▶ **What you are asked to do**: Quote the entries word for word. Omit the pictures.

▶ **Task inputs**:
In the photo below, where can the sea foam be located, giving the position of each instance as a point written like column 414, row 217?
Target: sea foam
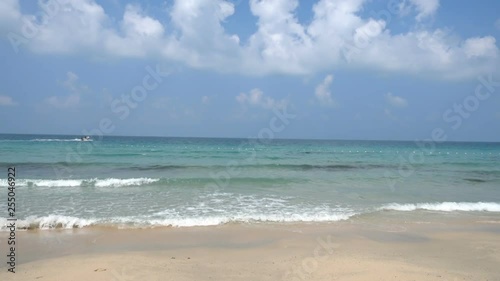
column 109, row 182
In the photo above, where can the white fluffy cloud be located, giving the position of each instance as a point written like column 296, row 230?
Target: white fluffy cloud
column 256, row 98
column 193, row 33
column 71, row 100
column 7, row 101
column 323, row 93
column 395, row 100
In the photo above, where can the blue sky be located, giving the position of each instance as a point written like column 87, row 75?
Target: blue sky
column 390, row 70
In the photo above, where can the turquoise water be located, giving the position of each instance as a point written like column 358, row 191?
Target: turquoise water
column 148, row 181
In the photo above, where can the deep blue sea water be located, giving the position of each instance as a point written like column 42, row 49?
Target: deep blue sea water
column 159, row 181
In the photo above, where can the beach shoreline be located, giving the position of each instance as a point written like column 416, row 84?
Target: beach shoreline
column 404, row 249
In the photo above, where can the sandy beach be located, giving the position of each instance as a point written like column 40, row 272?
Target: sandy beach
column 355, row 250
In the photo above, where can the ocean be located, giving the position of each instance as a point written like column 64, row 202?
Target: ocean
column 141, row 182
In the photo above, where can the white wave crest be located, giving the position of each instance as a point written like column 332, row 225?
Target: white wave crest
column 48, row 222
column 123, row 182
column 110, row 182
column 446, row 207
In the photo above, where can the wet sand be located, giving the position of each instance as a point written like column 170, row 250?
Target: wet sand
column 393, row 249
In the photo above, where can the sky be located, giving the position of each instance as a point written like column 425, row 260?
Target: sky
column 327, row 69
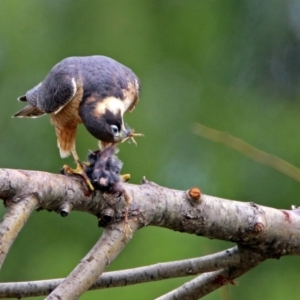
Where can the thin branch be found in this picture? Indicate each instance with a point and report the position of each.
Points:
(127, 277)
(248, 150)
(16, 216)
(111, 243)
(208, 282)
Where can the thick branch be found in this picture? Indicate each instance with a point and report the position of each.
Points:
(272, 231)
(94, 263)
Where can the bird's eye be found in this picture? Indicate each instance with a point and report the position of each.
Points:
(114, 129)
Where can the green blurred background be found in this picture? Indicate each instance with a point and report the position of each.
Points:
(231, 65)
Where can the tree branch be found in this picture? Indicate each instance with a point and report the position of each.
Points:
(257, 229)
(187, 267)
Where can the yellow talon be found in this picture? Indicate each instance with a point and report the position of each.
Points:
(80, 171)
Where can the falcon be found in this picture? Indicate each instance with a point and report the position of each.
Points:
(93, 90)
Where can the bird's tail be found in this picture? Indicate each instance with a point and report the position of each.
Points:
(29, 112)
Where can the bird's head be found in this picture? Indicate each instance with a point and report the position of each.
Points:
(104, 119)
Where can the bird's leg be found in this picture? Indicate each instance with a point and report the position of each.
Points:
(127, 229)
(79, 169)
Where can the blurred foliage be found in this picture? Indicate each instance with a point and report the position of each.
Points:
(231, 65)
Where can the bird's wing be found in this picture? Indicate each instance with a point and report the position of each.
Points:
(109, 78)
(59, 87)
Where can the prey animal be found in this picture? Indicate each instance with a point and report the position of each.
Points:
(93, 90)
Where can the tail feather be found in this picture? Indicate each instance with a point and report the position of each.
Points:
(29, 112)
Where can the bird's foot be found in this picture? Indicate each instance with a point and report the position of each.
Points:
(131, 136)
(125, 177)
(127, 229)
(80, 171)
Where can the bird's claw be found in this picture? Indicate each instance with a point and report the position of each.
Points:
(125, 177)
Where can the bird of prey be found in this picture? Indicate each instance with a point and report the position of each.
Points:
(93, 90)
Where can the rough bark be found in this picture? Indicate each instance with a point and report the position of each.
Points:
(260, 232)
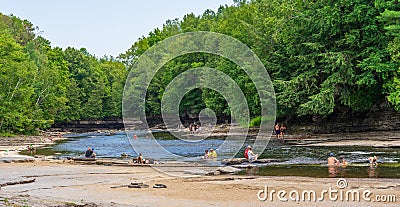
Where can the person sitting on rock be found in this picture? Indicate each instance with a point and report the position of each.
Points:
(90, 153)
(213, 154)
(140, 159)
(342, 161)
(206, 154)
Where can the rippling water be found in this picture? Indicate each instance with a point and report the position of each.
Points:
(294, 160)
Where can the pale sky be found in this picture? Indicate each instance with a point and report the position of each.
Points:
(103, 27)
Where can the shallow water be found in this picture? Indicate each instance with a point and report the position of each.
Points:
(294, 160)
(323, 171)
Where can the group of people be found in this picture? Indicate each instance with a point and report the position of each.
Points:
(193, 127)
(280, 131)
(210, 154)
(332, 161)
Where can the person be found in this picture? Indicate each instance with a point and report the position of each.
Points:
(277, 131)
(332, 160)
(373, 161)
(251, 156)
(140, 159)
(342, 161)
(282, 130)
(31, 149)
(332, 165)
(190, 128)
(213, 154)
(90, 153)
(206, 154)
(246, 151)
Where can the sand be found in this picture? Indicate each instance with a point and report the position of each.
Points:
(69, 183)
(58, 183)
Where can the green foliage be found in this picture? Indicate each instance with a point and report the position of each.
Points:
(40, 85)
(323, 57)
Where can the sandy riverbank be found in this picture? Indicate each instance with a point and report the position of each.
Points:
(66, 184)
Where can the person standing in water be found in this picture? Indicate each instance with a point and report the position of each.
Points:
(373, 161)
(282, 130)
(278, 131)
(251, 156)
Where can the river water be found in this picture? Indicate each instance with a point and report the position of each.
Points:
(293, 160)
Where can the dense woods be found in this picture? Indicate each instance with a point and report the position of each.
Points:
(323, 57)
(40, 85)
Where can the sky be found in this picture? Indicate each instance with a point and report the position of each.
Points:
(103, 27)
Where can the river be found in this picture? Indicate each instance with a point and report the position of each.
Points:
(294, 160)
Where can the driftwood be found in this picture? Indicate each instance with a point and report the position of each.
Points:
(17, 182)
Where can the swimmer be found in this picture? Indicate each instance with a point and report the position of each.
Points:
(332, 159)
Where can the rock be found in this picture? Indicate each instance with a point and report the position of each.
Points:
(238, 161)
(196, 172)
(228, 169)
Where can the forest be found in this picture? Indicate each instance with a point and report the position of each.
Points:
(323, 57)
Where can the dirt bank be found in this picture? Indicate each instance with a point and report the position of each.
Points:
(61, 184)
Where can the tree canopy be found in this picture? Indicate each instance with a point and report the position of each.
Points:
(40, 85)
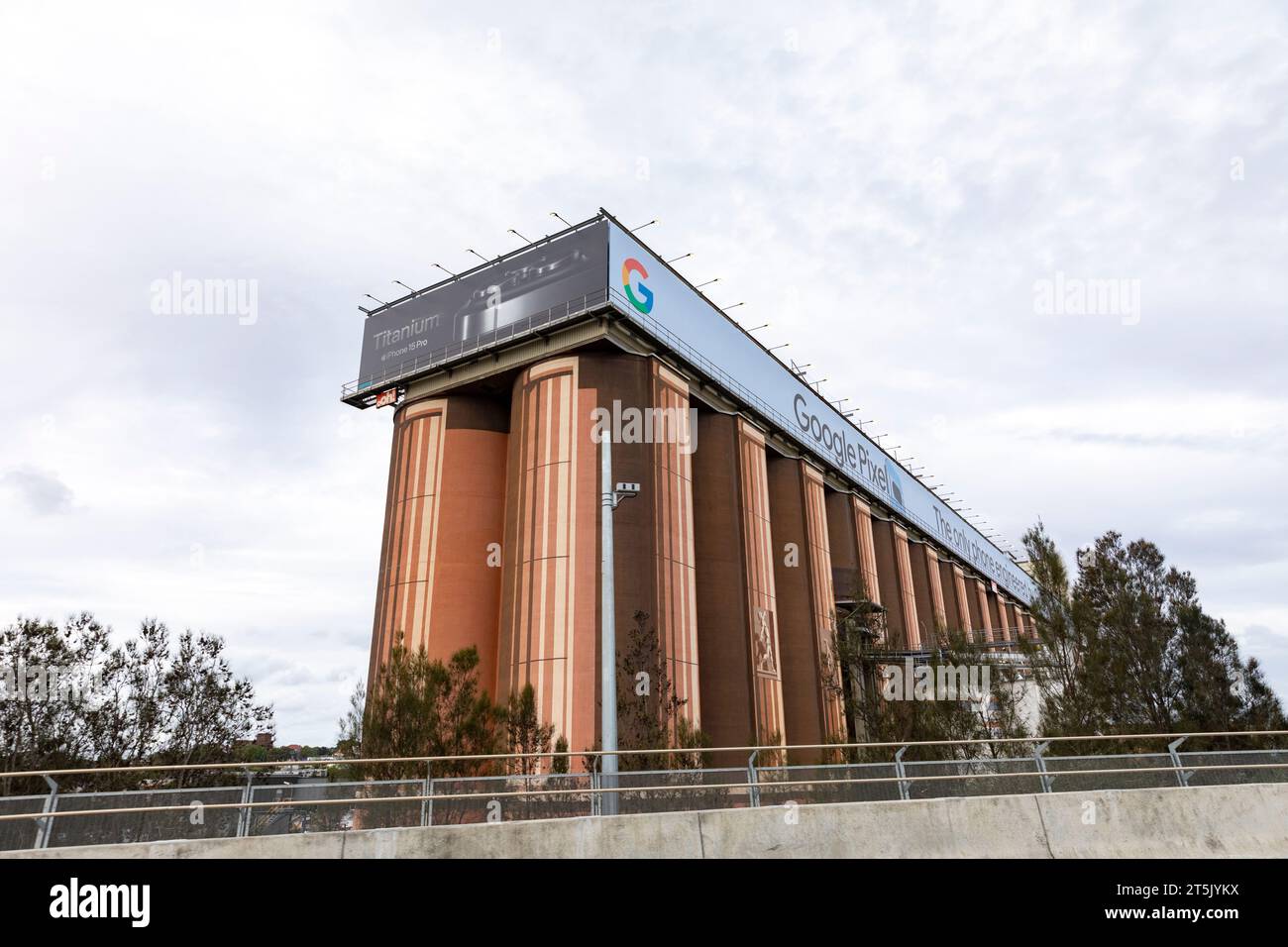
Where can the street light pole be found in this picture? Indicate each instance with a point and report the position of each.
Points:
(608, 630)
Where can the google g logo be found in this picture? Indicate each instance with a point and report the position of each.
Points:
(644, 300)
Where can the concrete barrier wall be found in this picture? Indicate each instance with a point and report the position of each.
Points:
(1211, 821)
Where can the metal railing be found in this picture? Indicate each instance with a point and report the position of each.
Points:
(769, 777)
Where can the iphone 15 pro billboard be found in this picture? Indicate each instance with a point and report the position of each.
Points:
(498, 300)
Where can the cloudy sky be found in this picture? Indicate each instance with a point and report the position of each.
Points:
(893, 188)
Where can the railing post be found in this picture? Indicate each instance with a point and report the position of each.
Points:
(244, 813)
(47, 825)
(1041, 763)
(426, 805)
(1183, 779)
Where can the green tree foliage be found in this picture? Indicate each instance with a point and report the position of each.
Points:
(153, 699)
(526, 733)
(1127, 648)
(426, 707)
(881, 709)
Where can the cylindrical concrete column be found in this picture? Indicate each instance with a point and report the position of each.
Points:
(894, 574)
(812, 707)
(550, 602)
(928, 592)
(439, 574)
(742, 696)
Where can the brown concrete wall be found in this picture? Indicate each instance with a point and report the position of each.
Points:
(928, 592)
(997, 620)
(438, 582)
(803, 581)
(652, 532)
(980, 618)
(894, 575)
(737, 618)
(550, 616)
(550, 590)
(842, 545)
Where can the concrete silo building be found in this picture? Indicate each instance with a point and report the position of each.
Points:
(761, 510)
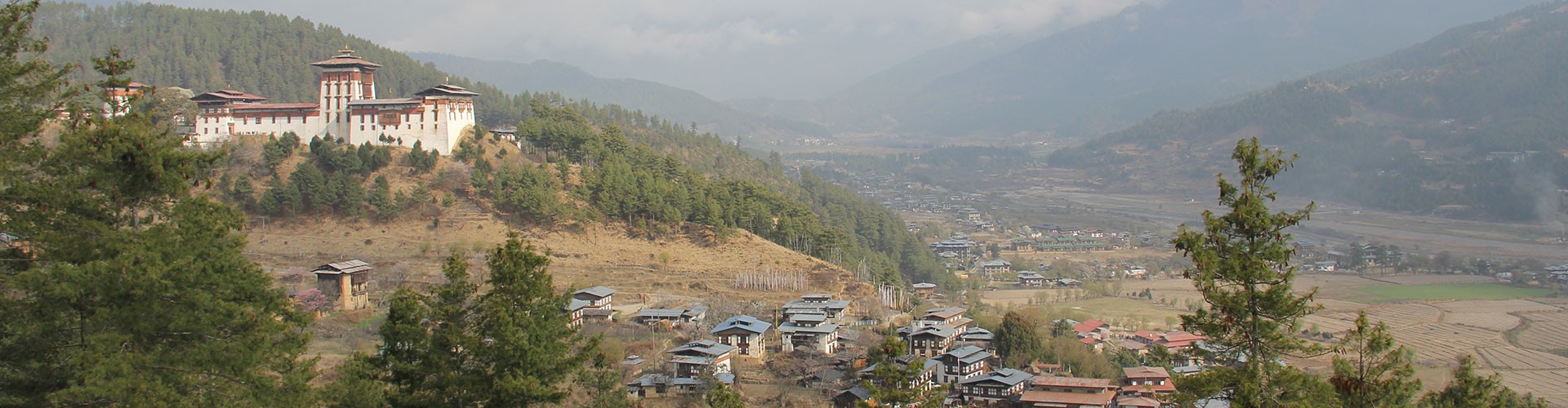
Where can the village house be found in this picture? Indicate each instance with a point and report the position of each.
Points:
(996, 265)
(1070, 391)
(673, 316)
(929, 341)
(963, 363)
(951, 316)
(809, 331)
(745, 333)
(1031, 280)
(925, 380)
(599, 302)
(700, 357)
(978, 338)
(1092, 328)
(574, 311)
(814, 304)
(1022, 245)
(345, 285)
(993, 388)
(1147, 382)
(852, 397)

▶ **Exercise result**:
In the photo below, where can the sea foam be located, giving the position of each instance as a point written like column 414, row 217?
Target: sea foam
column 109, row 182
In the photo above, where can the white fluffy cloud be located, giving the position of each instance as a point written like column 296, row 230?
Target: white fluffy cloud
column 256, row 98
column 193, row 33
column 71, row 100
column 7, row 101
column 323, row 93
column 395, row 100
In the photo above, where can the blue sky be located, giving the position of each instance as a point written like column 87, row 75?
Target: blue sky
column 390, row 70
In the photo above, where can the turquoise water be located, giving the position of each instance as a point written like column 358, row 191?
Target: turquoise water
column 148, row 181
In the photo above, where can the deep blue sea water be located, giving the position of each instance as a point written like column 42, row 49?
Target: deep blue sea water
column 159, row 181
In the photo above, where can the beach shoreline be located, giving the position of each instance as a point written like column 416, row 84?
Target: beach shoreline
column 404, row 249
In the photo above, where can the sandy beach be located, giving the position of each instance as a point written like column 40, row 272?
Target: sandy beach
column 355, row 250
In the photo above, where can the ocean be located, giving the position of each instance as a point written like column 64, row 202?
Target: ocean
column 141, row 182
In the photo above, where can the white wave crest be located, giving the position of each instance as a point written like column 332, row 225?
Target: white wave crest
column 48, row 222
column 123, row 182
column 110, row 182
column 446, row 207
In the photo above, where can the wet sand be located, giving the position of each instance as a point written like column 170, row 250?
Target: wet sand
column 393, row 249
In the photo above, where can the sky be located, giving the position of each instance as a point written like column 425, row 260?
Target: sky
column 327, row 69
Where can the thin branch be found in this picture? Indicate each instance with a point and report the position of each.
Points:
(127, 277)
(248, 150)
(16, 216)
(111, 243)
(208, 282)
Where can the thick branch be found in this picture? Indicate each instance with a point and report the position of each.
Points:
(272, 231)
(94, 263)
Where can the bird's eye be found in this picture? Indicate each instance with a point and report the position of each.
Points:
(114, 129)
Where can the green blurred background be found in this picture? Indicate each instance with a point and report the position of each.
Points:
(231, 65)
Where can the tree branch be found in this picture? Indicate each instance with a point and report the position of each.
Points:
(257, 229)
(187, 267)
Where can the yellow talon be found in this picture? Indicate each instance with a point and report the position of each.
Points:
(80, 171)
Where can the falcon be found in this picture? Indicate each instance with a point and report the position of each.
Points:
(93, 90)
Where can the bird's tail be found in this picture? Indicate each instance with a point and report the position of each.
Points:
(29, 112)
Where can the bird's head be found in this picture? Indicate each instance with a point and report the position of each.
Points:
(104, 119)
Where can the bird's leg be found in this picture? Indicate each instance with a point and report the position of each.
Points:
(127, 229)
(79, 169)
Where can the blurred foliage be found in this picture? Indicate each instance with a point and report the position of each.
Points:
(231, 65)
Where can the bird's wing be found in this picture? Indicate each instance with a point and report the position of each.
Points:
(109, 78)
(59, 87)
Where can the prey animal be found in this picture? Indicate each instance with a point and report the position of each.
Points:
(93, 90)
Where can the tail feather be found in this picture? Indicate each instance with a point and report the position of each.
Points:
(29, 112)
Where can the bird's foot be found in this picture? Indicate each instance with a point and report the position of each.
Points:
(131, 136)
(125, 177)
(127, 229)
(80, 171)
Where can the bird's claw be found in this picture? Indicate each instance with a point and report the position of each.
Points:
(125, 177)
Where can the bird of prey be found in this picture? Indicate each instance with a point and report the position of each.
Points:
(93, 90)
Where can the rough bark be found in this picture? Indicate each instance with a point and report the position of each.
Points:
(260, 232)
Where can the person sitting on rock be found in this picture? Indicate each instance with a point and report the position of each.
Points:
(90, 153)
(213, 154)
(140, 159)
(342, 161)
(206, 154)
Where can the rippling water be found in this picture? Indicate each instance with a point and report the position of each.
Points:
(294, 160)
Where can the pale sky be found in this picture? Indicate each instance with a point and report the position of each.
Points:
(103, 27)
Where can the shallow water be found in this picture? Indicate each instance with a point and report the position of each.
Points:
(294, 160)
(323, 171)
Where can the group of people be found in this picture? Indicate each instance with a point and report the position of each.
Points:
(193, 127)
(280, 131)
(210, 154)
(332, 161)
Where can the person be found in this picture? Indicate each instance with a point and report the position of each.
Points:
(277, 131)
(332, 160)
(373, 161)
(251, 156)
(140, 159)
(342, 161)
(282, 130)
(31, 149)
(332, 165)
(190, 128)
(213, 154)
(90, 153)
(206, 154)
(246, 151)
Where can the sand be found in this picture? Indicate each instance with a point and report the position of each.
Points:
(69, 183)
(58, 183)
Where can the green foliage be found in this picture? Indicate each instance with a point and report the position of each.
Points:
(40, 85)
(323, 57)
Where can the sandy riverbank be found in this picture? Indicate each instance with a point and report the position of each.
Points:
(66, 184)
Where can the person standing in water be found in this picture? Indicate each instance with a point and report the position of each.
Points:
(373, 161)
(282, 130)
(278, 131)
(251, 156)
Where can the river water be found in this picture? Indicate each instance with a point and report the position of each.
Points:
(293, 160)
Where can the dense woods be found in this picture? Indicate each instance with a point and report the position of each.
Points:
(323, 57)
(40, 85)
Where can the sky be found in this picture? Indicate each instance with a point and report the position of each.
Points:
(103, 27)
Where can the river be found in this picture? Indicate each instance with a point and report the position of each.
Points:
(294, 160)
Where can the driftwood be found in this picture? Indicate each instance with a point and report the position of each.
Points:
(17, 182)
Where can the swimmer be found in this picture? Indicate each instance with a point and report the position of each.
Points:
(332, 159)
Where can the rock be found in this picture? Indicate each instance with a point and report the position of each.
Points:
(238, 161)
(196, 172)
(228, 169)
Where can the forest be found in this picture? Indicate each instance with a point and report the position of each.
Points:
(323, 57)
Where can the dirt bank be found in this picture? Indicate each instance with a point and report the position of each.
Points:
(61, 184)
Where can the tree canopy be found in this picture? Indicate each instance with a point and report the position of each.
Points:
(40, 85)
Where can the street light pole be found in this picture? Indicate each instance with a point and report the position of each.
Points:
(608, 630)
Where can the google g logo be found in this picture? Indicate each instance with a point and report the position of each.
Points:
(644, 300)
Where can the concrete barrier wall be found in this picture? Indicate each instance with a point and report the position of each.
Points:
(1211, 821)
Where can the metal railing be found in this picture? Indicate each instance with a point and report the position of each.
Points:
(769, 777)
Where can the iphone 15 pro billboard be found in this picture? Indicate each instance with a point and report the position of each.
Points:
(498, 300)
Where can the cloudy sky be found in this picture? Indicate each instance with a point and report the position of each.
Points:
(893, 188)
Where can the railing post be found in this picture? Indicate each instance with a point and report the position of each.
Points:
(244, 813)
(47, 825)
(1041, 763)
(426, 805)
(1183, 779)
Where can the green tree foliage be found in this picture? Indicate each instance with a point and report the position of each.
Points:
(153, 699)
(526, 733)
(1127, 648)
(426, 707)
(881, 709)
Where can the cylindrical concrete column be found in this picture? Indicate each instance with a point and report the position of each.
Points:
(894, 574)
(812, 707)
(550, 602)
(928, 592)
(439, 574)
(742, 696)
Where can the brown concrete wall be found in this picture? Indicate each instance with a point and report the position of each.
Points:
(928, 592)
(997, 620)
(438, 582)
(803, 581)
(652, 532)
(980, 618)
(894, 575)
(737, 618)
(550, 616)
(550, 590)
(842, 545)
Where can the concrete silo building be found in this picture? Indicate each instance with a point and report the position of each.
Points:
(761, 510)
Where can the village house be found in this picture? Indicate each instance with a point and report the position of each.
Points:
(996, 265)
(1070, 391)
(673, 316)
(929, 341)
(963, 363)
(951, 316)
(809, 331)
(745, 333)
(1031, 280)
(925, 380)
(599, 302)
(700, 357)
(978, 338)
(1092, 328)
(574, 311)
(814, 304)
(1022, 245)
(345, 285)
(993, 388)
(1147, 382)
(852, 397)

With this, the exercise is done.